▶ EXERCISE PROMPT:
Pick out and copy every line of the items below that contains the word "boulder".

▶ DATA SUPPLIED:
════════════════

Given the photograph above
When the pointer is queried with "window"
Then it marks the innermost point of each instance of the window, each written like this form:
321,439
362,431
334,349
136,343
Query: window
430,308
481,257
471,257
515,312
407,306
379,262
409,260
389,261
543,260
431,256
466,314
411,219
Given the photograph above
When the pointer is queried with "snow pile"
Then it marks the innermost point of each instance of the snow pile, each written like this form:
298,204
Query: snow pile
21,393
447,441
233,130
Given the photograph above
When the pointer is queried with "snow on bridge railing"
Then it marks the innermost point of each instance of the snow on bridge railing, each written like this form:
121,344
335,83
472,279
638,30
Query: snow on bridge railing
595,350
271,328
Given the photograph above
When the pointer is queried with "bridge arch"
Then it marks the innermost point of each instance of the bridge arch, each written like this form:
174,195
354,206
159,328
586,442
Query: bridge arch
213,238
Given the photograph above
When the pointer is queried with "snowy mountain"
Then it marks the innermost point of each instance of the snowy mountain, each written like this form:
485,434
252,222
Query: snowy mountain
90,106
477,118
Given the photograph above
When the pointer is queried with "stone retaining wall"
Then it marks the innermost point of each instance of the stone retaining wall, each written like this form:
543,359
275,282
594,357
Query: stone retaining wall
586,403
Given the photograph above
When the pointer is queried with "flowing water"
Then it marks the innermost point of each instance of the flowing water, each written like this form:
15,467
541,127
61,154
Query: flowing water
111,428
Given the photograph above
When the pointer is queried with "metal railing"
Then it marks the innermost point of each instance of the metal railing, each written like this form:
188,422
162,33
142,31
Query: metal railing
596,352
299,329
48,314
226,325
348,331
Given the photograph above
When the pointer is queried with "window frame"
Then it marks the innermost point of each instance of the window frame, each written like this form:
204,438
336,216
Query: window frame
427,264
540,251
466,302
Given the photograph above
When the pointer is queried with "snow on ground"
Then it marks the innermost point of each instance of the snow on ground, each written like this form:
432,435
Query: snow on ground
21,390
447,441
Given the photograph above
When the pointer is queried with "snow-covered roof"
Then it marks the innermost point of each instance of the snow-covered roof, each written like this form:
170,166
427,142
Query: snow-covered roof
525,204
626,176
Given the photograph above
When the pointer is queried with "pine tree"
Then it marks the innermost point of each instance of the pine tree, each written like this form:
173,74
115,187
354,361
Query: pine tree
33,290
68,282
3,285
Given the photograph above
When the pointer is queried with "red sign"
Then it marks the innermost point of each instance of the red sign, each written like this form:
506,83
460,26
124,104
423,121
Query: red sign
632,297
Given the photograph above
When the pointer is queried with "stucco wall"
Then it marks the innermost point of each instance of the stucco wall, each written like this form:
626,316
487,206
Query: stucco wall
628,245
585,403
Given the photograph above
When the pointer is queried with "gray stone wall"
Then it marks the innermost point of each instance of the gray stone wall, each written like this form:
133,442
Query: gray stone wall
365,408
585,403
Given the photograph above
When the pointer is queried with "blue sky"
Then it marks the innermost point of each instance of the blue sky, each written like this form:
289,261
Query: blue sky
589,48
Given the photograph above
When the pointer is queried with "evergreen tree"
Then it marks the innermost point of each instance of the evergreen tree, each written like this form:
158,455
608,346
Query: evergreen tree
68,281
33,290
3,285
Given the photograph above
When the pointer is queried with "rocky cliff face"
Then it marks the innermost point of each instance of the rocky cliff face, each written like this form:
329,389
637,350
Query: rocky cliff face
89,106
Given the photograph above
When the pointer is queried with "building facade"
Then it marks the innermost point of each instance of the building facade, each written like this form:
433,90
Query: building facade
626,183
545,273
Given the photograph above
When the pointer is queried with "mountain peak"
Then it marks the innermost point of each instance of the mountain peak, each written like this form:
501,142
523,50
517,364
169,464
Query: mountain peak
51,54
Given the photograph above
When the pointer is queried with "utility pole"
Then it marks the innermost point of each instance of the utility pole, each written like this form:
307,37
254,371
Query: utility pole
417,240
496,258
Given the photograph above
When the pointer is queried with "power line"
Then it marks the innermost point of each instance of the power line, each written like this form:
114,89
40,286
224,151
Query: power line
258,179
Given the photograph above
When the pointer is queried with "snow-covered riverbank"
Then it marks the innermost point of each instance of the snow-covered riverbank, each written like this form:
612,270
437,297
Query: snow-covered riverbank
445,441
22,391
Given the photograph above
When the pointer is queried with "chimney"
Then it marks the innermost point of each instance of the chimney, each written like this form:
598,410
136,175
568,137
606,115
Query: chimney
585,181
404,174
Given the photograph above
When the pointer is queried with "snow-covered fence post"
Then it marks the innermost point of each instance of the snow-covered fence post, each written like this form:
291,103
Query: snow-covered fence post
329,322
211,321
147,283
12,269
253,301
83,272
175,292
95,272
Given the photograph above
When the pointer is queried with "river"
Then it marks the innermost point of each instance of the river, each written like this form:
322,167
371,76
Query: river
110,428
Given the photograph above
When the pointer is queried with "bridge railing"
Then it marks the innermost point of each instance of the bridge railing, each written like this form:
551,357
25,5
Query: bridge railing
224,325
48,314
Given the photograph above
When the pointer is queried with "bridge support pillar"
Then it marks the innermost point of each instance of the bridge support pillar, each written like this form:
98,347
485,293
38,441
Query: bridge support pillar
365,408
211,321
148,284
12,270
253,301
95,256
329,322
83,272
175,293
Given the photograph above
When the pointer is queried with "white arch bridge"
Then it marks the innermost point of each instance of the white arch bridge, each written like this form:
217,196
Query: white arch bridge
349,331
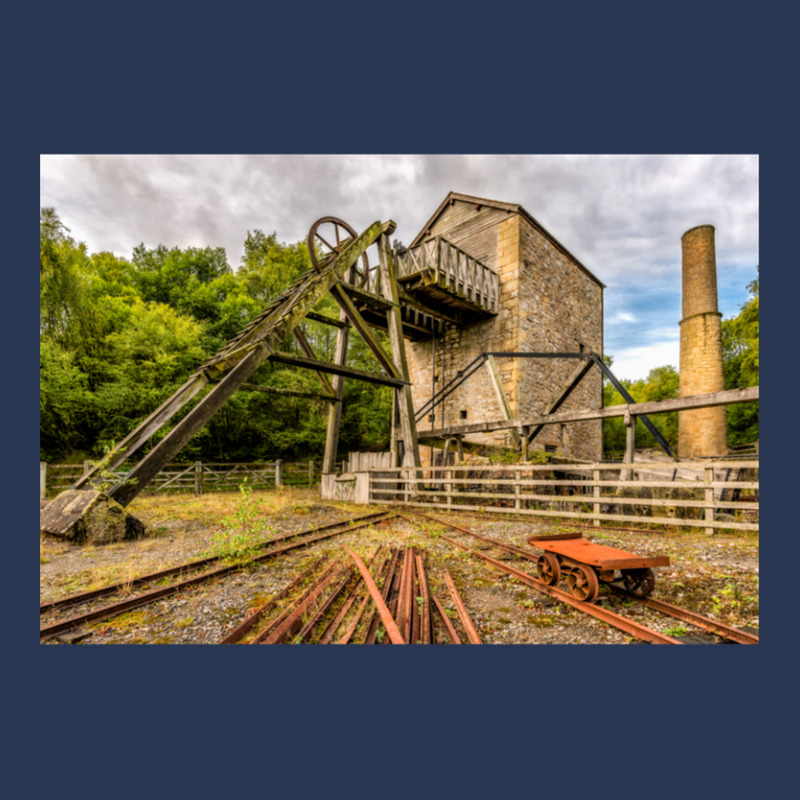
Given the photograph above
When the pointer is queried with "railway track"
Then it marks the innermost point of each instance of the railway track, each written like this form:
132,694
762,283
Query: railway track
347,601
623,623
184,576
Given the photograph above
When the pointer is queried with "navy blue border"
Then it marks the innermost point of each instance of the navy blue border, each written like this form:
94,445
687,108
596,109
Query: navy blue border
484,720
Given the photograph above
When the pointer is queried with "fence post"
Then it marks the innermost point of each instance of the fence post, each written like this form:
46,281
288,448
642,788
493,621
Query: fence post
596,494
449,484
709,497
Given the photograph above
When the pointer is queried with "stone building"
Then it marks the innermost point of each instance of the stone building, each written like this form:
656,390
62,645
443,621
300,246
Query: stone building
548,301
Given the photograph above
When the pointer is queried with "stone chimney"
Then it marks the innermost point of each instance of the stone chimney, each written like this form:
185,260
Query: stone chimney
701,432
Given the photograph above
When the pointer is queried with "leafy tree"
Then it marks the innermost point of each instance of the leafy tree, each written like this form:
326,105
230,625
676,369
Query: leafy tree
662,383
740,366
64,402
195,282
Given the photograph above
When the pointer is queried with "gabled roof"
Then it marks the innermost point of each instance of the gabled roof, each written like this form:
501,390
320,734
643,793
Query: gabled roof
513,208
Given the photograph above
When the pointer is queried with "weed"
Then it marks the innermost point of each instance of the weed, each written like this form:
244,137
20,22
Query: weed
241,532
728,601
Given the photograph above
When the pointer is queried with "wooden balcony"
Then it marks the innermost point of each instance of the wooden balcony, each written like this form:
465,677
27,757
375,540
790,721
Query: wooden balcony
437,273
438,283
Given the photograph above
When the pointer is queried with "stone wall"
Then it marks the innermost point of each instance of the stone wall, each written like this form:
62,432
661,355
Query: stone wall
547,303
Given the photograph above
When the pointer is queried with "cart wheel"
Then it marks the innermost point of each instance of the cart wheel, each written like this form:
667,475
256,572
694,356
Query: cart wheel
549,569
583,583
639,582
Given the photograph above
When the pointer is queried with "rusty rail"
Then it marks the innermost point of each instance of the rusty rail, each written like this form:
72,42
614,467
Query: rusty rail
115,609
622,623
692,617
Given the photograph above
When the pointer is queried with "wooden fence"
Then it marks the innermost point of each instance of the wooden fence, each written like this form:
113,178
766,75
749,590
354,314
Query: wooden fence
198,477
711,496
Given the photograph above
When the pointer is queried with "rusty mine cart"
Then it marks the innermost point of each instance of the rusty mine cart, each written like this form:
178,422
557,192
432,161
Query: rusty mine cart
584,564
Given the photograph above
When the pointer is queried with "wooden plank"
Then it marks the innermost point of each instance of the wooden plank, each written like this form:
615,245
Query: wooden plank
288,315
386,618
257,387
142,432
710,400
336,323
334,369
335,412
466,621
562,394
305,346
502,397
403,399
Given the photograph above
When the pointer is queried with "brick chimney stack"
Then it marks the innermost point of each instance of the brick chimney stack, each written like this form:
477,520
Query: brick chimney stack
701,432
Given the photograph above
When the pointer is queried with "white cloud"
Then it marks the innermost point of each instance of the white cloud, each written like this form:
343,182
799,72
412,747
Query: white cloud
636,362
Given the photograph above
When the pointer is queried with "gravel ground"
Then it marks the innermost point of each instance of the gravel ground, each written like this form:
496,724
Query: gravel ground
713,575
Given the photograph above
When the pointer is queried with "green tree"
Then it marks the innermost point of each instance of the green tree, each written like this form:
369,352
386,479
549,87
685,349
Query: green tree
198,283
661,383
740,345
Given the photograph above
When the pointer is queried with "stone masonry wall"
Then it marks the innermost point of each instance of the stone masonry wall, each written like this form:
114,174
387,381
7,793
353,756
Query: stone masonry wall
561,310
546,303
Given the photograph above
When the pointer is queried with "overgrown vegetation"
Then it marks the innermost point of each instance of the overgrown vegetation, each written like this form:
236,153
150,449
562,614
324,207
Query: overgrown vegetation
118,336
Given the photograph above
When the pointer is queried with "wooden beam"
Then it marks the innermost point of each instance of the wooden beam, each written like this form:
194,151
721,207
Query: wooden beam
361,325
271,329
502,397
180,435
335,412
142,432
562,394
305,346
728,397
336,323
394,321
257,387
334,369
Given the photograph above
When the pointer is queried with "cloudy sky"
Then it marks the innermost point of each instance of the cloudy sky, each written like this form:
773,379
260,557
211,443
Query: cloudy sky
622,216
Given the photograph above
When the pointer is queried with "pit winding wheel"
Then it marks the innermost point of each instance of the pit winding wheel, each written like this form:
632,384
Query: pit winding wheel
325,241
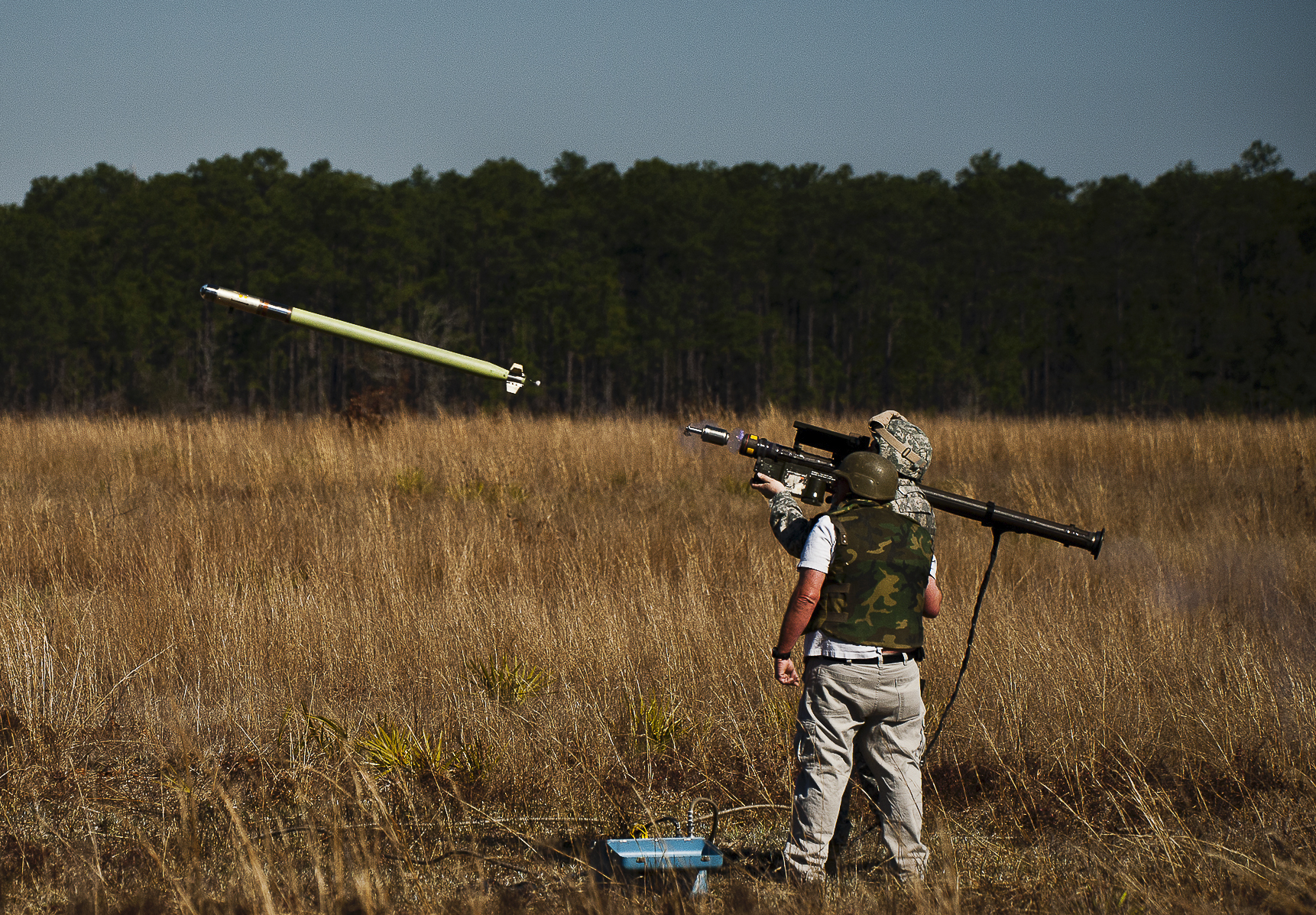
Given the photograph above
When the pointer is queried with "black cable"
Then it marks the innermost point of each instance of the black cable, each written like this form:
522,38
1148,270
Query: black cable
969,647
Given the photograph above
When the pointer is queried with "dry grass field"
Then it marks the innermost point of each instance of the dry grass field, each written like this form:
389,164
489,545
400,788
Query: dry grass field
287,665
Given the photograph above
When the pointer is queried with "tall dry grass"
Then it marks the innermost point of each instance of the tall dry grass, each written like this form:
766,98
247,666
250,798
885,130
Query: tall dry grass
577,615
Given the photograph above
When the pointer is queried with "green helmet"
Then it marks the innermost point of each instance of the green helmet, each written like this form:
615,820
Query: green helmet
870,475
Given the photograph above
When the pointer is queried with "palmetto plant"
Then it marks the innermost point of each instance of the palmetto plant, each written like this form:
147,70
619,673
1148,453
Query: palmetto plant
388,747
508,680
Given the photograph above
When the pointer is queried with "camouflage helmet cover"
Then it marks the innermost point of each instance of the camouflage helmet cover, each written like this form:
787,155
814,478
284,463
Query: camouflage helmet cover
911,455
870,475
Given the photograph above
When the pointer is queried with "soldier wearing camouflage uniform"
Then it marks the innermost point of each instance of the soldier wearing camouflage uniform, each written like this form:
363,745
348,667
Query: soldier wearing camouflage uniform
911,455
862,681
791,527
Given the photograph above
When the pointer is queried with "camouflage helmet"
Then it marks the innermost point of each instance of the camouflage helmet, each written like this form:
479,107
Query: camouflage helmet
902,443
870,475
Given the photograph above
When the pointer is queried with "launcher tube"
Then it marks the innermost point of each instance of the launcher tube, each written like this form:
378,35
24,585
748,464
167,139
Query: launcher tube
993,517
515,377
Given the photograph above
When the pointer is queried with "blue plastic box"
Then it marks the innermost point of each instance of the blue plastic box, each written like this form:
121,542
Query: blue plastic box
637,858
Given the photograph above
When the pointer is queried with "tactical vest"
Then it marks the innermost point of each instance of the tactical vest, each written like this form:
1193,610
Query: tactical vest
874,590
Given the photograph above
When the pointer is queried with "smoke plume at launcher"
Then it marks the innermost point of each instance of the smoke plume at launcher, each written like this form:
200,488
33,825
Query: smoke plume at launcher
514,377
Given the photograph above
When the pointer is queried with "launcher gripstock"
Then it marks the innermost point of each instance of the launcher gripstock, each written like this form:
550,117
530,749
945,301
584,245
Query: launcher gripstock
809,477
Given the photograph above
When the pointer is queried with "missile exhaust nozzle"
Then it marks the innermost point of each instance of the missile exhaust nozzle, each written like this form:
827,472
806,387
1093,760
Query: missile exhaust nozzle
710,433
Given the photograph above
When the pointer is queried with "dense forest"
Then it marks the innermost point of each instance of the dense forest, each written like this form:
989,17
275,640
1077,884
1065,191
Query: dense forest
669,287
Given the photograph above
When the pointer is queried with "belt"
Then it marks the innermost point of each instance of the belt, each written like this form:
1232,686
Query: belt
894,657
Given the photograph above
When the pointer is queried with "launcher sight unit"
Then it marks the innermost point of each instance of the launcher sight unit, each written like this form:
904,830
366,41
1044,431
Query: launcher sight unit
809,477
514,377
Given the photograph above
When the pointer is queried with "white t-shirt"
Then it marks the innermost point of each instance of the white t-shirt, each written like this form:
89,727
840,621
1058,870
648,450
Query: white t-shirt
818,556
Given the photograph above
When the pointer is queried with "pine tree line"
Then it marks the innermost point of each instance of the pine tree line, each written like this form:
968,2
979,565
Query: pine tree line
669,287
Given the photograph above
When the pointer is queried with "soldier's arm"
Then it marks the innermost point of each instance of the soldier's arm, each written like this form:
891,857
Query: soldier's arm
789,524
932,599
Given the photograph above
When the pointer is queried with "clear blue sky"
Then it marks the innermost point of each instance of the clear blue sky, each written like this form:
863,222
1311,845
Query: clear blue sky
1082,89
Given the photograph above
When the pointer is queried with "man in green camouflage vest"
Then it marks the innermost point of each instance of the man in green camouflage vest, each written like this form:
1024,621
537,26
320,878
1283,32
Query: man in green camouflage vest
909,449
862,594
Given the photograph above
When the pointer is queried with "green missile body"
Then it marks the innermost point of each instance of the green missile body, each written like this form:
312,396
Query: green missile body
514,377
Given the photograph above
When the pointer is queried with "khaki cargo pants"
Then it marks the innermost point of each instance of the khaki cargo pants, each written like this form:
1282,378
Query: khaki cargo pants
875,710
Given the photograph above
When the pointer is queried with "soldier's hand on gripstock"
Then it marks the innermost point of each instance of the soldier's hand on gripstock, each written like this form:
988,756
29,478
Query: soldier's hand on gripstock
786,673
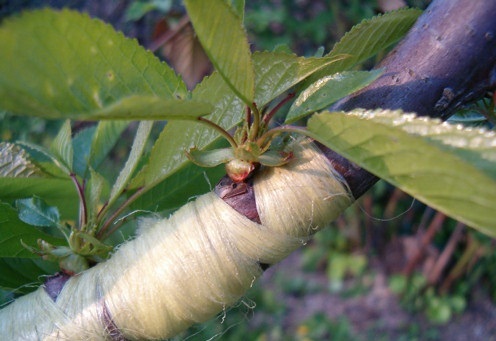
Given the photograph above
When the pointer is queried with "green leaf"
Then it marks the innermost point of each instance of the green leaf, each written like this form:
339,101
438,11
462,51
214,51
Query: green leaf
15,163
447,167
106,135
92,145
76,66
147,108
13,231
368,38
34,211
210,158
238,7
134,158
61,147
81,144
16,272
61,168
277,72
94,191
170,178
328,90
221,33
168,153
56,192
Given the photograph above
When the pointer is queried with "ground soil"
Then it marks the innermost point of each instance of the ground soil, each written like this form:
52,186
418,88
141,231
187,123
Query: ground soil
376,313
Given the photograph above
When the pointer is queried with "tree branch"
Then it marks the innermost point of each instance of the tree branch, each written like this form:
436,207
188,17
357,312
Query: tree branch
447,59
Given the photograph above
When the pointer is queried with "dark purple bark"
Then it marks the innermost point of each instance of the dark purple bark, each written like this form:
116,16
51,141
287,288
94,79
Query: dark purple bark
447,59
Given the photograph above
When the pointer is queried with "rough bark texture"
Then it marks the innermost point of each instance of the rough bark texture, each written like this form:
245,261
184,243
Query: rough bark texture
446,60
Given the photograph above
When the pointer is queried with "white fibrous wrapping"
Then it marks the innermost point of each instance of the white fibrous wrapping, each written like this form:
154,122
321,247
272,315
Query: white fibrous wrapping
189,267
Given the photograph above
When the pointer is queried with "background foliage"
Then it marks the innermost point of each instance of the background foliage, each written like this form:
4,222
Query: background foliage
434,264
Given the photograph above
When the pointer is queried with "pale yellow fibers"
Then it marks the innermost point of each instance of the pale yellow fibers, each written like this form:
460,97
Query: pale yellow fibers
187,268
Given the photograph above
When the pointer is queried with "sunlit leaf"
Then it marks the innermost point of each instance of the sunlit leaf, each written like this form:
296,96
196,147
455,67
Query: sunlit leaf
22,275
445,166
277,72
368,38
34,211
15,163
76,66
61,147
56,192
228,49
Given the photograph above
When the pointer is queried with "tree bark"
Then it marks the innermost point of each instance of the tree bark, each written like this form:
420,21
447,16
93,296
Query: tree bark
447,59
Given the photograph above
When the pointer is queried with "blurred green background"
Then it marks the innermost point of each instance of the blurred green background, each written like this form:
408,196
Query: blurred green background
389,268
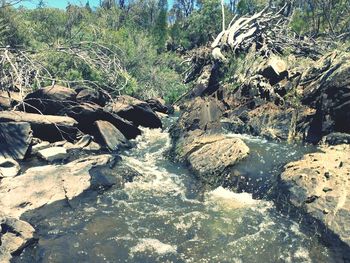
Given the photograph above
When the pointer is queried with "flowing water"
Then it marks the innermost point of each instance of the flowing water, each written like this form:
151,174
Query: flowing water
164,215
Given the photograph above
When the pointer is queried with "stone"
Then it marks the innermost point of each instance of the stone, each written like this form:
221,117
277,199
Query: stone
53,154
46,127
40,146
275,70
15,139
110,136
15,236
158,105
327,182
50,100
213,158
90,95
87,113
48,184
9,167
136,111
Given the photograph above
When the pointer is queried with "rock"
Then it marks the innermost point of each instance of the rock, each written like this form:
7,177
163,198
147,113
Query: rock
89,95
275,70
319,184
9,99
40,146
87,113
50,100
48,184
84,141
110,136
45,127
336,138
53,154
136,111
158,105
8,167
203,114
329,95
93,146
15,139
213,158
15,236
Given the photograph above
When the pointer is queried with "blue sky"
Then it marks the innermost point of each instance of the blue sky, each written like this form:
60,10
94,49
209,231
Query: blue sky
58,3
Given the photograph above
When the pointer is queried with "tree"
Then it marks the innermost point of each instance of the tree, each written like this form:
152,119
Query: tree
160,30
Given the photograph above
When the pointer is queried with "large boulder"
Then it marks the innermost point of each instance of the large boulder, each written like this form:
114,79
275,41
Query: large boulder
50,100
326,88
8,167
110,136
46,127
15,139
213,158
319,185
90,95
136,111
88,113
48,184
15,235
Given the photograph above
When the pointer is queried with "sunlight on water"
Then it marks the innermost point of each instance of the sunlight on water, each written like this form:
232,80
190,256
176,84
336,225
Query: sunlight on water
156,218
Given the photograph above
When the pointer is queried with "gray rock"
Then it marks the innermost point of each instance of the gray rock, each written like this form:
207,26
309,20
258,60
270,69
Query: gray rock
15,236
15,138
111,136
319,184
8,167
53,154
48,184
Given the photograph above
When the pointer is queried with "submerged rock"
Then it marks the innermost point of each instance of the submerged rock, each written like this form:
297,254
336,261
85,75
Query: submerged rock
213,158
15,139
15,235
50,100
8,167
48,184
53,154
320,185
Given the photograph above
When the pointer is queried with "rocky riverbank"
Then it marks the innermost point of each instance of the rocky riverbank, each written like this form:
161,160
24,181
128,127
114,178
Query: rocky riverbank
280,102
59,143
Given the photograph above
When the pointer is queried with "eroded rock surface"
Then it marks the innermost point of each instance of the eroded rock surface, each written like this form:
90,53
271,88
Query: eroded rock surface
47,184
320,184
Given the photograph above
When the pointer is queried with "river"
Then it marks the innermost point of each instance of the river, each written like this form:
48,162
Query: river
166,215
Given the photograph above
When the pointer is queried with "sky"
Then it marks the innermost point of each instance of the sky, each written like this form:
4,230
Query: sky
58,3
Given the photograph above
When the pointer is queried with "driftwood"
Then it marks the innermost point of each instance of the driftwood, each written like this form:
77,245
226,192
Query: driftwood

════════════════

▶ WRITTEN ANSWER:
When the pointer is queried with "large boulder"
Then it marks the innermost point of each instance of the large boulder, each written like this form:
Query: large boulder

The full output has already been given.